Point annotation records:
::::::::
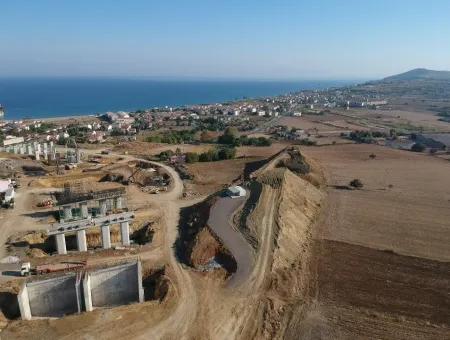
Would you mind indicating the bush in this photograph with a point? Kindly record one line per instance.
(165, 155)
(192, 157)
(217, 154)
(418, 147)
(356, 183)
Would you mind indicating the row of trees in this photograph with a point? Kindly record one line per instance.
(173, 137)
(365, 136)
(213, 155)
(231, 137)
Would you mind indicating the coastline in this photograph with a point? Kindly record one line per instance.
(79, 98)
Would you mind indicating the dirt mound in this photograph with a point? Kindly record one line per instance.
(197, 245)
(289, 280)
::::::::
### Task instructions
Copy every one of the lines above word for word, leaving out the pictures.

### Output of the exercise
Would you mind indicating the bush in this photograph with a point? Kindly record one line per instance.
(165, 155)
(192, 157)
(217, 154)
(418, 147)
(356, 183)
Would you mind indicating the row of trees in this photograph with a point? Kindly record one line per instance.
(173, 137)
(365, 136)
(213, 155)
(231, 137)
Would you mind indicating the coastline in this photograph with a point? Kindly record one line per instance.
(79, 98)
Would you mind indicating the dirt mound in this photograph with a point? Kindly record one line per instance.
(197, 245)
(289, 280)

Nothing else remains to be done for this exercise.